* **SOURCE DATA**:

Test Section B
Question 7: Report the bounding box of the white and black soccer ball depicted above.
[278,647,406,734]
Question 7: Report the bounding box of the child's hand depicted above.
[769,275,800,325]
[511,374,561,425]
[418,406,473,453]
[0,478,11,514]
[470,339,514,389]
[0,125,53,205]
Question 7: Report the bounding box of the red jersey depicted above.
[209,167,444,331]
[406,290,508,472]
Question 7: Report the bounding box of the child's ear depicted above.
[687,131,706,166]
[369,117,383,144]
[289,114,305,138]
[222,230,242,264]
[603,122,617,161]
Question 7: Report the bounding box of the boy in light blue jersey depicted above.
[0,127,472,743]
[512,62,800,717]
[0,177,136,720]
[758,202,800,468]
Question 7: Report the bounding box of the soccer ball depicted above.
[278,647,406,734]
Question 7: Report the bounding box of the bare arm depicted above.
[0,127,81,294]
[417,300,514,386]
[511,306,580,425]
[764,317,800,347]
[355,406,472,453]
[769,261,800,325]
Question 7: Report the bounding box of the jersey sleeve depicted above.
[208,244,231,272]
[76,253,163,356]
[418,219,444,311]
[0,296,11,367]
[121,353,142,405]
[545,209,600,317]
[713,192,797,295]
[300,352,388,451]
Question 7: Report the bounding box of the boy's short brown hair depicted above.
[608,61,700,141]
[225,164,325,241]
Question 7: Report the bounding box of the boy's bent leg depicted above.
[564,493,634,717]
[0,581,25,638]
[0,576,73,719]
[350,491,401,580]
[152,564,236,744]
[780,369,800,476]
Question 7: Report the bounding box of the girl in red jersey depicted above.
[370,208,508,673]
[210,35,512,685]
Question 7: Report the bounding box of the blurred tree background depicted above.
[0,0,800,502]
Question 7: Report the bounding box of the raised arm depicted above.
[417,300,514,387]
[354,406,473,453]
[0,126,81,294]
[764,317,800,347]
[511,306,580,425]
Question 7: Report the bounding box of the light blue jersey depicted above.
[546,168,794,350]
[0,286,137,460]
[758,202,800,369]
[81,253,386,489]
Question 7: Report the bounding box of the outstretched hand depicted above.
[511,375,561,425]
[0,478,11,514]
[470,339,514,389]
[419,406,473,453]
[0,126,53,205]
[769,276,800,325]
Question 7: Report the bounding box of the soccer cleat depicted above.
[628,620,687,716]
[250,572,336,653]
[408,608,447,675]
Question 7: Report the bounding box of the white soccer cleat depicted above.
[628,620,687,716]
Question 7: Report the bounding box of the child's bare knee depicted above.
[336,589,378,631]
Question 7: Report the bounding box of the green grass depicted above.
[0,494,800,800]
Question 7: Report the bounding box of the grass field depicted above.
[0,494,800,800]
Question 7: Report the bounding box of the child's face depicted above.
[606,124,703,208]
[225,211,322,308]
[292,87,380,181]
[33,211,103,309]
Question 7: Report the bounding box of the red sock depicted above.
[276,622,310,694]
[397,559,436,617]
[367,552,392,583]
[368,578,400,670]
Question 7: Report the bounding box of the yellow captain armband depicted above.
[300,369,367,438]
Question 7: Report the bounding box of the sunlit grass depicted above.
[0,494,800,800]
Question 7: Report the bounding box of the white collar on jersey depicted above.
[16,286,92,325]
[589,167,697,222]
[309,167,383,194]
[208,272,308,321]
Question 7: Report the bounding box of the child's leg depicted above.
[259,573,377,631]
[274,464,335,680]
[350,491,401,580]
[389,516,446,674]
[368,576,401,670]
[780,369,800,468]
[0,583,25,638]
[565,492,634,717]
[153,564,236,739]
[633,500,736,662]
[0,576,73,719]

* **PROBLEM STATEMENT**: Render every item above as a numbered list, dropping any blank lines.

* **RESULT FOR THIS EXERCISE**:
1. Test Section B
2. Question 7: Report the bounding box of the white and black soccer ball depicted above.
3. [278,647,406,734]
4. Question 7: Report the bounding box of the child's hand depicted above.
5. [769,275,800,325]
6. [511,374,561,425]
7. [418,406,473,453]
8. [0,478,11,514]
9. [470,339,514,389]
10. [0,125,53,205]
11. Question 7: Report the bounding box of the red jersey depicted above.
12. [209,167,444,331]
13. [406,290,508,472]
14. Question 7: Report the bounding box of the child's ear depicted above.
15. [687,131,706,166]
16. [369,117,383,144]
17. [289,114,305,138]
18. [222,230,242,264]
19. [603,122,617,161]
20. Question 7: Report the bounding box of the boy in light blue jersey depicted above.
21. [0,127,472,743]
22. [512,62,800,717]
23. [0,177,136,720]
24. [758,202,800,468]
25. Question 7: Report the bounding box of the soccer ball depicted above.
26. [278,647,406,734]
27. Question 7: Report the bounding box of the bare arm depicted above.
28. [0,127,81,294]
29. [417,300,514,386]
30. [511,306,580,425]
31. [764,317,800,347]
32. [355,406,472,453]
33. [769,261,800,325]
34. Question 7: Report the bounding box of the jersey sleeve depicted above.
35. [208,244,231,272]
36. [76,253,163,356]
37. [418,219,444,311]
38. [0,296,11,367]
39. [121,353,142,405]
40. [545,209,600,317]
41. [713,192,797,295]
42. [300,352,388,451]
43. Question 7: Report the bounding box of the boy's short brown hair depicted above.
44. [608,61,700,141]
45. [225,164,325,241]
46. Question 7: Report the bounding box of the boy's bent leg depicted above.
47. [564,493,634,717]
48. [0,581,25,638]
49. [0,576,73,719]
50. [350,491,401,580]
51. [152,564,236,744]
52. [780,369,800,476]
53. Question 7: Report the bounding box of the girl in red jersey depicted above.
54. [370,208,508,673]
55. [210,35,512,685]
56. Question 7: Report the bounding box of the blurred tree background depicted above.
57. [0,0,800,502]
58. Question 7: Report the bounding box of the raised arm depicted above.
59. [417,300,514,387]
60. [354,406,473,453]
61. [0,126,81,294]
62. [764,317,800,347]
63. [511,306,580,425]
64. Question 7: Report the bounding box of the light blue jersey depicted above.
65. [546,168,794,350]
66. [0,286,137,460]
67. [758,202,800,369]
68. [81,253,386,489]
69. Question 7: Report the bounding box of the outstretched hand depicted above.
70. [511,375,561,425]
71. [0,478,11,514]
72. [470,339,514,389]
73. [419,406,473,453]
74. [0,126,53,205]
75. [769,276,800,325]
76. Question 7: Report the bounding box of the soccer cleat depicted above.
77. [628,620,687,716]
78. [250,572,336,653]
79. [408,608,447,675]
80. Question 7: Report the bounding box of the white soccer cleat depicted above.
81. [628,620,687,716]
82. Question 7: Report the bounding box of the child's bare knee depicted above.
83. [336,589,378,631]
84. Question 7: Report the bounding box of the green grass depicted above.
85. [0,494,800,800]
86. Question 7: Report the bounding box of the grass field depicted above.
87. [0,494,800,800]
88. Question 7: Report the bounding box of the child's face depicted above.
89. [606,124,703,208]
90. [225,211,322,308]
91. [292,87,380,181]
92. [33,211,103,309]
93. Question 7: Report the bounding box of the red sock depicted above.
94. [276,622,310,694]
95. [397,559,436,617]
96. [367,552,392,583]
97. [368,578,400,670]
98. Question 7: Report the bounding box of the yellow captain armband depicted above.
99. [300,369,367,438]
100. Question 7: Report the bounding box of the sunlit grass depicted above.
101. [0,494,800,800]
102. Question 7: Report the bounding box of the white collar on jersey depicted above.
103. [16,286,92,325]
104. [589,167,697,222]
105. [309,167,383,194]
106. [208,272,308,321]
107. Question 7: Report the bounding box of the child's leg depicted above.
108. [259,573,377,631]
109. [274,464,335,680]
110. [350,491,401,580]
111. [389,516,446,674]
112. [368,576,401,670]
113. [780,369,800,468]
114. [0,583,25,638]
115. [565,492,634,717]
116. [153,564,236,739]
117. [633,500,736,662]
118. [0,576,73,719]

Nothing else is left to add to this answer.